**Problem description:** Start to finish, reproduce the records below with nothing missing.

(Point-per-instance localization data)
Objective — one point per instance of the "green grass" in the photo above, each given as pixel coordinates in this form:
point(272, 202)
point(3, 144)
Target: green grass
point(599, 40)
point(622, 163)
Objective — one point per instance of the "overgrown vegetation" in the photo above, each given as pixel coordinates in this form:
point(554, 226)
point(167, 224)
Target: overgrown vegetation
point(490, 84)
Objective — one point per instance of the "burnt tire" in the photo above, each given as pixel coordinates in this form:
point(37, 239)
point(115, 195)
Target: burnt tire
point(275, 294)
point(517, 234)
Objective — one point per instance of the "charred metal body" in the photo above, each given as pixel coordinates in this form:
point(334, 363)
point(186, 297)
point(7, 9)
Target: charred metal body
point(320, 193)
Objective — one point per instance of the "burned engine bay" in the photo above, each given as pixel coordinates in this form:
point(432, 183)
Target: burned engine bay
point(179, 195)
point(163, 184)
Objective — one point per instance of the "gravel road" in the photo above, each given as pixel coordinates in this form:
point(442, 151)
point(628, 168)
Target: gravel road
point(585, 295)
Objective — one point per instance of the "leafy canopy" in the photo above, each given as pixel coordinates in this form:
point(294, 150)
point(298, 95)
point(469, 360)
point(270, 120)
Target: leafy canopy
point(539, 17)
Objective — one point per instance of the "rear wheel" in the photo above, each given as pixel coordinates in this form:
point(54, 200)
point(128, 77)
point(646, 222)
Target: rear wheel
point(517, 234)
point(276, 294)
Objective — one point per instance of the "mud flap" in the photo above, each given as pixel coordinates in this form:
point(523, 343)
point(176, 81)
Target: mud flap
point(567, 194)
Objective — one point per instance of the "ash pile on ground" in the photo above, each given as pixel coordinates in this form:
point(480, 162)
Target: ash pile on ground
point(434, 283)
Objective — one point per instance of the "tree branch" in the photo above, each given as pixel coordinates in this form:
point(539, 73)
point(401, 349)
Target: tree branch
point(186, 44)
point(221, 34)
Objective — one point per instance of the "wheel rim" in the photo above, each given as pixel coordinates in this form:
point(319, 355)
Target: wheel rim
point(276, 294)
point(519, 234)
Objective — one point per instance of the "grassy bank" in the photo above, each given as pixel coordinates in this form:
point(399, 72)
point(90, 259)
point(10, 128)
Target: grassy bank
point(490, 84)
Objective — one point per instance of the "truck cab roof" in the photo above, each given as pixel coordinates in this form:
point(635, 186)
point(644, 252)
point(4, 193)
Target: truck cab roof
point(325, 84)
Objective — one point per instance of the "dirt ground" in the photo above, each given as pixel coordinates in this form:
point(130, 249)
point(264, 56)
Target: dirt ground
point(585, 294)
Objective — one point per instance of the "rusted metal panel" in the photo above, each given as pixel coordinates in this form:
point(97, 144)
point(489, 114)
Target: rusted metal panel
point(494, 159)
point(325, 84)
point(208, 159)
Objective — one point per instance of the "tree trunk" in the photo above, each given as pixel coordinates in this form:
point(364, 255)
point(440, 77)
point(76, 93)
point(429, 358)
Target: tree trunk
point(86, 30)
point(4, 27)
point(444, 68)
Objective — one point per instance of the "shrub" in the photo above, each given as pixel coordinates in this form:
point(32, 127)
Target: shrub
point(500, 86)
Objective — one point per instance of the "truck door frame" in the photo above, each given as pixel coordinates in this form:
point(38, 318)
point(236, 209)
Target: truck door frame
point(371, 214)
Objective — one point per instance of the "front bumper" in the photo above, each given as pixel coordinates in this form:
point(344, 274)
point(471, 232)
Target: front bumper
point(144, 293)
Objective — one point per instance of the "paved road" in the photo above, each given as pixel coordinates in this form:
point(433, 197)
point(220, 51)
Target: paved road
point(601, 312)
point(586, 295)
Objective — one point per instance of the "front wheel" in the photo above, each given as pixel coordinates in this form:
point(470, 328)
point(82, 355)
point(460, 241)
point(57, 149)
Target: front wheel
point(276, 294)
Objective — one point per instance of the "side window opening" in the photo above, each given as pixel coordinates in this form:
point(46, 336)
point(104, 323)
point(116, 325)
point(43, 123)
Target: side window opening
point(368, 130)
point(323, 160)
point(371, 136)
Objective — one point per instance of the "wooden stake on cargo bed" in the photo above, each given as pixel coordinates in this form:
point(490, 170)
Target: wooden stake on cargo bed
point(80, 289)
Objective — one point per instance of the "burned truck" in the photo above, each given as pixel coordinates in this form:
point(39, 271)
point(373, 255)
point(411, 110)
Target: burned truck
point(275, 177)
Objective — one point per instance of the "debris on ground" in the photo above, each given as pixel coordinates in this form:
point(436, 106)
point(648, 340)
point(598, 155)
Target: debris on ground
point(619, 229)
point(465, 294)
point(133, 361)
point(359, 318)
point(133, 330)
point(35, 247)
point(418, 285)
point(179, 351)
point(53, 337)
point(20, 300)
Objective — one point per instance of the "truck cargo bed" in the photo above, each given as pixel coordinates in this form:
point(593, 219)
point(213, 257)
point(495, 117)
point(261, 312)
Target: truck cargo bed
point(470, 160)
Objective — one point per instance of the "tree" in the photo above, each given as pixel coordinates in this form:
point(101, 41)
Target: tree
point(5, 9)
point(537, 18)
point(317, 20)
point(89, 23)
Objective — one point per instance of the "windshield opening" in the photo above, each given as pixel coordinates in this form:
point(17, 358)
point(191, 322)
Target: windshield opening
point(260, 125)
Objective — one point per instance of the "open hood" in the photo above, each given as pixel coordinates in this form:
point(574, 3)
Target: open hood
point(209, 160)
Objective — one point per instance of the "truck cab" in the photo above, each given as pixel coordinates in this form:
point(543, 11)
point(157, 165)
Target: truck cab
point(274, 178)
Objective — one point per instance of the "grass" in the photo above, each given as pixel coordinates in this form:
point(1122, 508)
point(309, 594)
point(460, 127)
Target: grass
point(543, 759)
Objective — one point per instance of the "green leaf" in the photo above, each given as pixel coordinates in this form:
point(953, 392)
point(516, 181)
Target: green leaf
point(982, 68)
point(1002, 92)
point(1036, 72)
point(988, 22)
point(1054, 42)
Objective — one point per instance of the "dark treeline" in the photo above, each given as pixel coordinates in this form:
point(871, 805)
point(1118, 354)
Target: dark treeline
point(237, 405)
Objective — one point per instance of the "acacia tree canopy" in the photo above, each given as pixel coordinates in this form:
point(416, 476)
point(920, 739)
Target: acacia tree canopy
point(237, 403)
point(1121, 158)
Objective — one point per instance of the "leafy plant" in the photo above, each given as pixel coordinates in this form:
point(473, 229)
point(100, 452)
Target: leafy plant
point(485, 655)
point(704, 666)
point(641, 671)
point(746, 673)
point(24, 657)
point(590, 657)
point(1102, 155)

**Response to the exercise:**
Objective — one point per instance of the "green grass" in the photo above, each given as pixel coordinates in this form:
point(272, 202)
point(3, 144)
Target: green grass
point(599, 40)
point(622, 163)
Objective — one point per instance of the "overgrown vegetation" in the photo above, each given as pixel coordinates in this form:
point(554, 226)
point(167, 224)
Target: overgrown vegetation
point(490, 84)
Objective — one point per instance of the "burnt tire" in the photo above, each given as pixel coordinates in this form:
point(37, 239)
point(115, 195)
Target: burnt tire
point(275, 294)
point(517, 234)
Objective — one point per instance of the "charred metal body" in the photo above, each given as pixel coordinates in this form:
point(334, 363)
point(186, 297)
point(7, 9)
Target: charred metal body
point(320, 193)
Objective — one point per instance of the "burned engine bay" in the photo above, each given as pixel coordinates in this form:
point(432, 183)
Target: burned engine bay
point(179, 195)
point(163, 184)
Objective — one point per instance of the "gravel road" in the photo above, each given as pixel coordinates in this form:
point(442, 151)
point(628, 168)
Target: gravel road
point(585, 295)
Objective — one point per instance of the "leafy canopy" in the photo above, each given as pixel coordinates in this form:
point(294, 150)
point(298, 95)
point(469, 360)
point(270, 120)
Target: leafy canopy
point(539, 17)
Objective — one point per instance of the "rear wheel" in the photo above, each given as pixel coordinates in this form:
point(54, 200)
point(128, 77)
point(646, 222)
Target: rear wheel
point(517, 234)
point(276, 294)
Objective — one point per instance of the "mud flap" in the photo above, each given as pixel coordinates in this form:
point(523, 343)
point(176, 81)
Target: mud flap
point(567, 194)
Objective — one point per instance of the "ash pile on ground" in the photo above, each given as pixel coordinates in this form:
point(480, 162)
Target: ash pile on ground
point(434, 283)
Objective — one point per instance of the "tree branch" in the photo above, each given as pixel coordinates in this form:
point(539, 73)
point(401, 349)
Target: tree branch
point(186, 44)
point(221, 34)
Objective — one point per instance of the "wheel rim" in the photo above, each given as pixel coordinates in this form:
point(319, 355)
Target: wheel rim
point(276, 294)
point(519, 234)
Objective — one point per instance of the "grassy bank" in the photo above, each given as pixel coordinates in this form:
point(399, 72)
point(90, 259)
point(10, 128)
Target: grassy bank
point(490, 84)
Objective — one point per instance of the "truck cab roof" in the photo above, each given as pixel coordinates in this form:
point(635, 186)
point(644, 252)
point(4, 193)
Target: truck cab roof
point(325, 84)
Objective — one point per instance of the "dirt ground" in the photo above, each given as pixel coordinates in this form:
point(130, 249)
point(264, 56)
Target: dirt ground
point(585, 294)
Objective — one point per instance of the "rusted metal panel" in the photo above, each given as pixel coordinates in this form:
point(97, 144)
point(489, 114)
Target: rusted metal panel
point(494, 159)
point(325, 84)
point(208, 159)
Objective — one point per instance of the "tree trunk" in the photo above, each given as pixel coordinates in this form:
point(364, 255)
point(440, 77)
point(76, 93)
point(429, 358)
Target: tree trunk
point(86, 30)
point(4, 27)
point(444, 68)
Objective — one point per instance of the "shrub" in the photo above, each given as pixel coordinates in this form:
point(32, 127)
Target: shrub
point(500, 86)
Objective — one point per instance of the "truck door frame" in the photo above, each given as pixel coordinates in this form:
point(38, 318)
point(236, 209)
Target: truck door frame
point(371, 214)
Objective — one point per instance of the "front bumper" in the photo above, each given as pixel coordinates in this form:
point(344, 274)
point(471, 232)
Target: front bumper
point(144, 293)
Objective — one point per instance of the "paved road" in the photo above, each given as pixel coordinates in this form:
point(433, 197)
point(220, 51)
Target: paved road
point(601, 312)
point(586, 295)
Objective — one point per instance of the "front wheel" in the photo above, each given as pixel coordinates in this form:
point(470, 328)
point(82, 355)
point(460, 241)
point(57, 149)
Target: front wheel
point(276, 294)
Objective — one point per instance of the "side window opening" in the photo above, each given as pixel coordinates in this form:
point(46, 336)
point(104, 323)
point(116, 325)
point(43, 123)
Target: side window opening
point(368, 130)
point(323, 160)
point(371, 136)
Objective — one point per instance of the "wooden stake on cargo bed" in the photo above, each given as pixel coordinates in this form:
point(490, 170)
Target: wooden stake on cargo bed
point(80, 289)
Objective — one point per instance of the "burned truck" in the photo above, each given as pixel coordinates in this form:
point(39, 271)
point(373, 255)
point(411, 110)
Target: burned truck
point(275, 177)
Objective — one point per instance of the "debris on ground" in the photo above, each given as pixel coordinates in this form:
point(436, 106)
point(648, 340)
point(598, 155)
Target: debris on ground
point(619, 229)
point(465, 294)
point(133, 361)
point(359, 318)
point(133, 330)
point(35, 247)
point(418, 285)
point(179, 351)
point(53, 337)
point(20, 300)
Objective — one point per instance of the "truck cargo bed" in the photo above, each given as pixel coordinates in this form:
point(593, 219)
point(213, 257)
point(495, 117)
point(261, 312)
Target: truck cargo bed
point(470, 160)
Objective — one point per instance of the "tree" in the photo above, each given as pixel coordinates in this form:
point(101, 41)
Target: tree
point(5, 9)
point(537, 18)
point(317, 20)
point(89, 23)
Objective — one point per instance of the "windshield opening" in the photo above, each given as pixel coordinates in this form:
point(17, 358)
point(191, 322)
Target: windshield opening
point(260, 125)
Objective — one point per instance of the "open hood" in the photo above, each given as pixel coordinates in this form:
point(574, 3)
Target: open hood
point(209, 160)
Objective — one point per instance of the "truck cab" in the photo above, each given as pixel coordinates in this form:
point(543, 11)
point(157, 165)
Target: truck cab
point(274, 178)
Objective — one point per instance of the "grass" in the photo above, each given as pixel coordinates in this form:
point(1122, 508)
point(309, 594)
point(460, 127)
Target: grass
point(543, 759)
Objective — one point per instance of the "green leaf" in the photo above, each given as pixel coordinates in this form:
point(953, 392)
point(516, 181)
Target: green leaf
point(982, 68)
point(1002, 92)
point(1036, 72)
point(988, 22)
point(1054, 42)
Objective — one point per instance of the "dark treeline" in the photo above, each given as pixel coordinates in this form:
point(871, 805)
point(1118, 354)
Target: dark treeline
point(237, 405)
Objective — one point per instance of the "acacia tree canopy" in the photo above, each given as pixel coordinates in this form:
point(416, 476)
point(920, 739)
Target: acacia tree canopy
point(237, 403)
point(1121, 158)
Objective — one point per instance of the "leafy plant" in the photo above, each given as pixel coordinates in this form:
point(473, 229)
point(100, 452)
Target: leafy plant
point(485, 655)
point(704, 666)
point(641, 671)
point(746, 673)
point(24, 657)
point(590, 657)
point(1102, 155)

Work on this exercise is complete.